Dati del problema:
Continua la sentenza della Corte di Cassazione riportata più sotto nel documento di riferimento, riprendendo subito dopo l'ultima frase presente.

Documento di riferimento:
○ ○ ○ ○ ○

LA CORTE SUPREMA DI CASSAZIONE
SEZIONE TERZA CIVILE
Composta dagli Ill.mi Sigg.ri Magistrati:
Dott. TRAVAGLINO Giacomo – Presidente –
Dott. SCARANO Luigi A. – Consigliere –
Dott. IANNELLO Emilio – Consigliere –
Dott. GIANNITI Pasquale – Consigliere –
Dott. VALLE Cristiano – rel. Consigliere –
ha pronunciato la seguente:
SENTENZA
sul ricorso 24006/2018 proposto da:
F.F., F.G., elettivamente domiciliati in Roma alla via dei Savorelli n. 11 presso lo studio dell’avvocato ANNA CHIOZZA che li rappresenta e difende unitamente all’avvocato FRANCESCO ONOFRI;
– ricorrenti –
contro
D.D.D.D., D.D.E., elettivamente domiciliati in Roma alla via L. Andronico n. 24 presso lo studio dell’avvocato ILARIA ROMAGNOLI che li rappresenta e difende unitamente all’AVVOCATO MARIO GORLANI;
– controricorrenti incidentali –
avverso la sentenza n. 00518/2018 della CORTE D’APPELLO di BRESCIA, depositata il 26/03/2018;
udita la relazione della causa svolta nella pubblica udienza del 15/10/2019 da Cristiano Valle;
udito l’Avvocato Anna Chiozza per i ricorrenti e l’Avvocato Ilaria Romagnoli per i controricorrenti e ricorrenti incidentali;
udito il P.M. in persona del Sostituto Procuratore Generale Cardino Alberto che ha concluso per il rigetto di entrambi i ricorsi.

○ ○ ○ ○ ○

Estratti delle righe:
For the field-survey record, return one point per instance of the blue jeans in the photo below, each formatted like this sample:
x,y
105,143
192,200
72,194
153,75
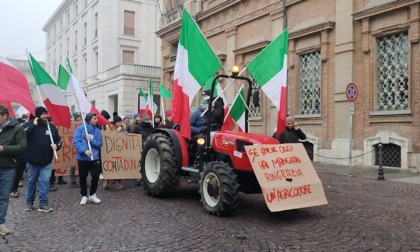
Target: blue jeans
x,y
41,174
6,181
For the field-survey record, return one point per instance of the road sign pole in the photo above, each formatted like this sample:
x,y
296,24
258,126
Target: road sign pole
x,y
351,137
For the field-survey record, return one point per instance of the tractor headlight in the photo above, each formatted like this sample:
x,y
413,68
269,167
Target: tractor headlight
x,y
201,141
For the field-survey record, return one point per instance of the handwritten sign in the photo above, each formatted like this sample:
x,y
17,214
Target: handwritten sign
x,y
286,176
121,154
67,153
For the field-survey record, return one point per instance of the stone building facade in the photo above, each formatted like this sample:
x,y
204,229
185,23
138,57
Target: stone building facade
x,y
112,47
372,43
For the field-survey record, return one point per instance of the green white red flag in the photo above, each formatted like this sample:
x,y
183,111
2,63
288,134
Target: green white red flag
x,y
195,64
237,110
51,95
269,69
14,86
69,82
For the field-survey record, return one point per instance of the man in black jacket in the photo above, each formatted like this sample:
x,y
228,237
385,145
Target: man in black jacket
x,y
39,155
12,144
292,133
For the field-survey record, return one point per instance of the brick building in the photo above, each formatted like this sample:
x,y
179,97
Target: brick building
x,y
372,43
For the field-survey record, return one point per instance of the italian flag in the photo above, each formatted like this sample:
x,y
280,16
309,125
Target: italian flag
x,y
237,110
228,123
269,69
14,86
195,64
144,107
51,95
68,81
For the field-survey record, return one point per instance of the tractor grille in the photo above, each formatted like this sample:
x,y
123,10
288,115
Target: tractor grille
x,y
391,155
240,145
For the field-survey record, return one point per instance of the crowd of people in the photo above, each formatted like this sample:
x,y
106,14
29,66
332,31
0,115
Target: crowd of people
x,y
28,145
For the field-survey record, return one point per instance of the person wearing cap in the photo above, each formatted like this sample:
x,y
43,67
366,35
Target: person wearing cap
x,y
117,126
292,133
197,119
12,144
39,155
144,128
88,159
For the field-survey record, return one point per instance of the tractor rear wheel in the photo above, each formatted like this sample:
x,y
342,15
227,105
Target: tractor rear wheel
x,y
219,189
159,169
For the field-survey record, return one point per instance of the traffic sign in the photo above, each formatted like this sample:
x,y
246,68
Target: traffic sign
x,y
351,92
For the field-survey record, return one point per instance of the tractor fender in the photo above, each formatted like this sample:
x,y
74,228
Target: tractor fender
x,y
181,150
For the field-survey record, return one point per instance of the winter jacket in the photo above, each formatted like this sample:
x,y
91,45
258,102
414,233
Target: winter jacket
x,y
81,144
145,129
39,151
13,140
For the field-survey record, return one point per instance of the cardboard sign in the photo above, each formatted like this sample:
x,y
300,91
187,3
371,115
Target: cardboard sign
x,y
286,176
67,153
121,154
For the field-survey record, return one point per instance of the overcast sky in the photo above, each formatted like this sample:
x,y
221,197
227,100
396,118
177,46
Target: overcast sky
x,y
21,23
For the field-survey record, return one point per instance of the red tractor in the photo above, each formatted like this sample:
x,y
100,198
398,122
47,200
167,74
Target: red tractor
x,y
216,160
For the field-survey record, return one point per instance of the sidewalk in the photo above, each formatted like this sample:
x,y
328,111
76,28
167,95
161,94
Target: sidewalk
x,y
392,174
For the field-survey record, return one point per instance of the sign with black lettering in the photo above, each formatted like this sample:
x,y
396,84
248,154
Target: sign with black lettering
x,y
286,176
120,155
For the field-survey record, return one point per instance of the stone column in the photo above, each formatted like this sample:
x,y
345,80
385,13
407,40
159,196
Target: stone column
x,y
343,71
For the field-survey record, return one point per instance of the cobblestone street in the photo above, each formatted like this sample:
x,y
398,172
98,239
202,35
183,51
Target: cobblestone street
x,y
362,215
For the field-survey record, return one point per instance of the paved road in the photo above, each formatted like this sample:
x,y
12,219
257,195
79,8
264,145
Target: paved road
x,y
362,215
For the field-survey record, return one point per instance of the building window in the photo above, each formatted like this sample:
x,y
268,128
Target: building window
x,y
129,23
84,33
95,28
392,72
310,83
128,57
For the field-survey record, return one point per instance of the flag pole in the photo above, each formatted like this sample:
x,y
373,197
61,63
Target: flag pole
x,y
40,97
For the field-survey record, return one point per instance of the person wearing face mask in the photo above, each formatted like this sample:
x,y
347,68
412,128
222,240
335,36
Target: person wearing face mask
x,y
144,128
39,155
198,119
292,133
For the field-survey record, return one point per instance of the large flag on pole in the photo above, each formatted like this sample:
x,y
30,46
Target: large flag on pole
x,y
237,110
85,106
51,95
195,64
269,69
228,123
14,86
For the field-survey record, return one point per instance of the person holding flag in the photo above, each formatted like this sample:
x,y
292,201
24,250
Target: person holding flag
x,y
39,155
87,141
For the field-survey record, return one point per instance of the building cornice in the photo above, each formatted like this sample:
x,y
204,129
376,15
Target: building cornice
x,y
328,25
382,8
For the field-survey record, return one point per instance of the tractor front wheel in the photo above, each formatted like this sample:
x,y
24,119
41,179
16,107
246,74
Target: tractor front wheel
x,y
219,189
159,168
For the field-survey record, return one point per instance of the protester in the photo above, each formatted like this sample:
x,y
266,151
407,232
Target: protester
x,y
20,169
157,121
39,155
144,128
168,122
126,123
12,144
88,158
77,117
117,126
292,132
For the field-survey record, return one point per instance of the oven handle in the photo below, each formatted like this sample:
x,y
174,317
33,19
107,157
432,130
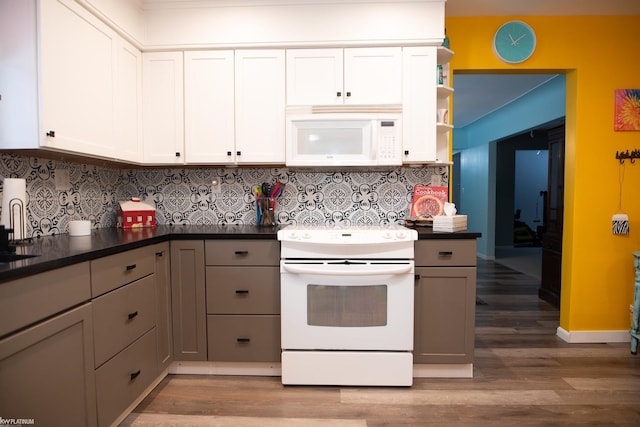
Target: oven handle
x,y
349,270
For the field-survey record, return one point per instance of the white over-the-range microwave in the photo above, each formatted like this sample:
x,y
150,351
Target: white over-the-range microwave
x,y
339,136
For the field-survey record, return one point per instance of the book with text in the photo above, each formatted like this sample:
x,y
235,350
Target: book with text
x,y
428,200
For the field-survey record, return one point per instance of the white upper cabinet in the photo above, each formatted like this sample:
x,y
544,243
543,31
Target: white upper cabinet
x,y
425,140
163,107
373,75
61,71
260,106
128,135
344,76
209,107
78,79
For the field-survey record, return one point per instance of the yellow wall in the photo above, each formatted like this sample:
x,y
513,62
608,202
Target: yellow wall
x,y
598,55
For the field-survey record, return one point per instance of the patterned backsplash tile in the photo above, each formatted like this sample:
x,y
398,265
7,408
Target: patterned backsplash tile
x,y
60,191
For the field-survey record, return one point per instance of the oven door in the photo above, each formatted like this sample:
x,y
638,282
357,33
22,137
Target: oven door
x,y
347,305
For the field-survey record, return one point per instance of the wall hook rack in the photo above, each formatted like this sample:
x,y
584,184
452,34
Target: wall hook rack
x,y
631,155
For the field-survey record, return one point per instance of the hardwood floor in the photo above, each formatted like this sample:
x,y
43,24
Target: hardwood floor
x,y
523,376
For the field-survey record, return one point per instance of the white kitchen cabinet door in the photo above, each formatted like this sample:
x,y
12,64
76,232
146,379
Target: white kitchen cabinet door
x,y
65,73
260,106
373,75
163,107
315,77
419,104
344,76
128,140
209,107
78,71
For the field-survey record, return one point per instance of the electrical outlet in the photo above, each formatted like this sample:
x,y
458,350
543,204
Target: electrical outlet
x,y
215,186
61,179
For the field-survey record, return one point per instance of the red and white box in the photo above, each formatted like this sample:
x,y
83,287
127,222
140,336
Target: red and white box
x,y
135,213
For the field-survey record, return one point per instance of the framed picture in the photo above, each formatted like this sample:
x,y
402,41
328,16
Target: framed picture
x,y
627,110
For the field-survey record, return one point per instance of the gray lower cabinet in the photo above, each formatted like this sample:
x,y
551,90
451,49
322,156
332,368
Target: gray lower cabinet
x,y
243,300
46,349
188,300
445,296
163,305
124,327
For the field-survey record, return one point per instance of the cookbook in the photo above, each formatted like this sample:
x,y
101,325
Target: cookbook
x,y
428,200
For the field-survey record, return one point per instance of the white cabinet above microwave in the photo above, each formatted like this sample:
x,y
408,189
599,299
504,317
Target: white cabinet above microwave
x,y
356,76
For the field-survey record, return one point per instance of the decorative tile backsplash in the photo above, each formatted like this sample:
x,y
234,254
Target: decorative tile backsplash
x,y
60,191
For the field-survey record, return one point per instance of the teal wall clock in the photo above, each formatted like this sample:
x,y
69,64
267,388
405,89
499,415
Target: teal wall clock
x,y
514,42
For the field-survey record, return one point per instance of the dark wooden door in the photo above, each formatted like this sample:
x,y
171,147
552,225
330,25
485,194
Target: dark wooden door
x,y
551,282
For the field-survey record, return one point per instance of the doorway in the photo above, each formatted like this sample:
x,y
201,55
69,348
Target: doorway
x,y
480,192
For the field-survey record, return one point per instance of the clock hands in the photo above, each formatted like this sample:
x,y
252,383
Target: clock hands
x,y
514,42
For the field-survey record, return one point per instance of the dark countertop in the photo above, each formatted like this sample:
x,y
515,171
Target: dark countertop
x,y
62,250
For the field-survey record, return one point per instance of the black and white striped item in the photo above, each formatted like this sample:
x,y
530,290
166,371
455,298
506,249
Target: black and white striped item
x,y
620,224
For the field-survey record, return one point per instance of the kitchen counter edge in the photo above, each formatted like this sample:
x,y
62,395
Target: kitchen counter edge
x,y
61,250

○ ○ ○ ○ ○

Problema risolto:
FATTI DI CAUSA
La Corte di Appello di Brescia, con sentenza n. 00518 del 26/03/2018, ha, per quanto ancora rileva in questa sede, riformato la sentenza del Tribunale della stessa sede e condannato G. e F. a corrispondere a D.D.D.D. e a D.D.E. la somma di oltre Euro quarantacinquemila a causa degli errori nella predisposizione di un progetto edilizio ed alla mancata tempestiva richiesta di concessione edilizia in sanatoria.
Avverso la sentenza d’appello ricorrono con due motivi di ricorso F.F. e G..
Resistono con contro ricorso, e propongono ricorso incidentale, D.D.D.D. e E..
Memorie depositate nel termine di legge da entrambe le parti. Il P.G. ha concluso per il rigetto di entrambi i ricorsi.
RAGIONI DELLA DECISIONE
Il primo motivo del ricorso principale censura la sentenza d’appello per “violazione della L. n. 47 del 1985, art. 13, comma 3 e art. 6; violazione degli artt. 1292,1294,1298 e 1299 c.c. e art. 2055 cod. civ.; violazione dell’art. 2697 c.c. rispetto al “quantum debeatur””.
Pur non essendo indicato alcun parametro normativo tra quelli di cui alle norme disciplinanti il ricorso per cassazione ritiene il Collegio che la norma invocata sia l’art. 360 c.p.c., comma 1, n. 3 in relazione alle norme del codice civile e della L. n. 47 del 1985 sopra numerate.
Il motivo afferma che la domanda di risarcimento danni proposta in primo grado dai D.D. aveva a fondamento la somma che gli stessi avevano dovuto corrispondere al Comune di Cologne a titolo di sanzione amministrativa di cui alla L. 28 febbraio 1985, n. 47, art. 6 e che, avendo detta sanzione carattere solidale, essendo comminata in via solidale ai titolari della concessione edilizia, ai progettisti ed agli esecutori dei lavori, dalla quota parte loro imputata doveva essere detratta la somma ricadente sulla ditta esecutrice dei lavori in difformità dall’originaria concessione edilizia.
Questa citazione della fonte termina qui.